*Study material:*

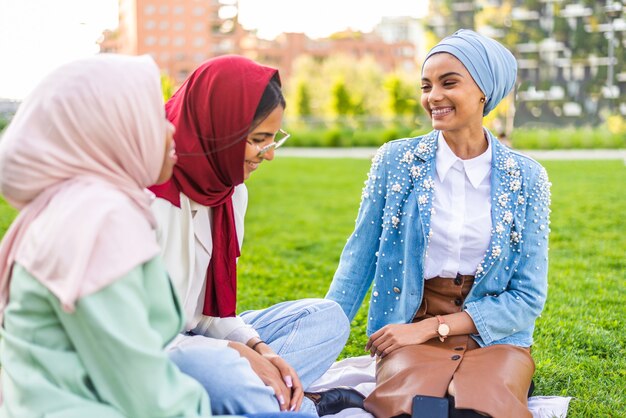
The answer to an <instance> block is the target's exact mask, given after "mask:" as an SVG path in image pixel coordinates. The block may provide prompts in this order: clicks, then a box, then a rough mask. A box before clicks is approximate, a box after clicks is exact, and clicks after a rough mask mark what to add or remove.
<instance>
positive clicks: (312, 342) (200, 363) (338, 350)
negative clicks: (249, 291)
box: [169, 299, 350, 416]
mask: <svg viewBox="0 0 626 418" xmlns="http://www.w3.org/2000/svg"><path fill="white" fill-rule="evenodd" d="M240 316H241V317H242V318H243V320H244V321H245V322H246V323H247V324H250V325H252V326H253V327H254V329H256V330H257V332H258V333H259V335H260V336H261V338H262V339H263V340H264V341H266V342H267V343H268V344H269V345H270V347H272V349H273V350H274V351H275V352H276V353H277V354H278V355H279V356H281V357H282V358H283V359H285V361H287V362H288V363H289V364H290V365H291V366H292V367H293V368H294V369H295V370H296V372H297V373H298V376H299V377H300V380H301V381H302V385H303V387H304V388H307V387H308V386H309V385H310V384H311V383H313V382H314V381H315V380H317V379H318V378H319V377H320V376H322V375H323V374H324V373H325V372H326V370H328V368H329V367H330V366H331V365H332V363H333V362H334V361H335V360H336V359H337V356H338V355H339V353H340V352H341V350H342V349H343V346H344V345H345V343H346V341H347V339H348V335H349V334H350V324H349V322H348V318H347V317H346V315H345V314H344V312H343V310H342V309H341V308H340V307H339V305H338V304H337V303H335V302H333V301H330V300H325V299H301V300H296V301H290V302H282V303H279V304H276V305H274V306H271V307H269V308H267V309H261V310H257V311H247V312H244V313H242V314H241V315H240ZM193 338H204V337H202V336H195V337H193ZM169 355H170V358H171V360H172V361H173V362H174V363H176V365H177V366H178V367H179V369H180V370H181V371H182V372H183V373H185V374H188V375H189V376H191V377H193V378H194V379H196V380H197V381H199V382H200V383H201V384H202V385H203V386H204V388H205V389H206V391H207V392H208V394H209V398H210V400H211V408H212V411H213V413H214V414H217V415H241V414H255V413H271V412H279V411H280V408H279V406H278V401H277V400H276V397H275V396H274V391H273V390H272V388H270V387H269V386H265V384H264V383H263V381H262V380H261V379H260V378H259V377H258V376H257V375H256V373H254V371H253V370H252V368H251V367H250V363H248V361H247V360H246V359H244V358H242V357H240V356H239V353H237V352H236V351H235V350H233V349H231V348H228V347H209V346H201V345H199V346H191V347H175V348H174V349H172V350H171V351H170V352H169ZM301 412H303V413H307V414H311V415H314V416H317V412H316V410H315V406H314V405H313V403H312V402H311V401H310V400H309V399H307V398H305V399H304V401H303V402H302V408H301Z"/></svg>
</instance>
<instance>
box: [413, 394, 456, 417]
mask: <svg viewBox="0 0 626 418" xmlns="http://www.w3.org/2000/svg"><path fill="white" fill-rule="evenodd" d="M412 413H413V414H412V415H411V416H412V418H448V398H437V397H435V396H422V395H417V396H415V397H414V398H413V409H412Z"/></svg>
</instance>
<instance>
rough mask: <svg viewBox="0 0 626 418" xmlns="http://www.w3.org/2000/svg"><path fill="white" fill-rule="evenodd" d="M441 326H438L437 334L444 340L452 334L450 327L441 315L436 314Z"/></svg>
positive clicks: (437, 327) (440, 340) (437, 320)
mask: <svg viewBox="0 0 626 418" xmlns="http://www.w3.org/2000/svg"><path fill="white" fill-rule="evenodd" d="M436 318H437V321H439V326H438V327H437V334H439V341H441V342H443V340H445V339H446V338H447V337H448V334H450V327H449V326H448V324H446V323H445V322H444V320H443V318H442V317H441V315H436Z"/></svg>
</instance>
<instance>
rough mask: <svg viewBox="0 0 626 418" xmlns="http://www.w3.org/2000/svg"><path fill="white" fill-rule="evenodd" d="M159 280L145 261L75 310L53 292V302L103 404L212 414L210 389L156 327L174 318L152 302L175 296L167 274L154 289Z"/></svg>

*Action item:*
Return each line of the entries above that contains the word "positive". Treat uppercase and lowercase letters as different.

*Task solution:*
positive clicks: (312, 342) (200, 363) (338, 350)
positive clicks: (437, 327) (440, 340) (437, 320)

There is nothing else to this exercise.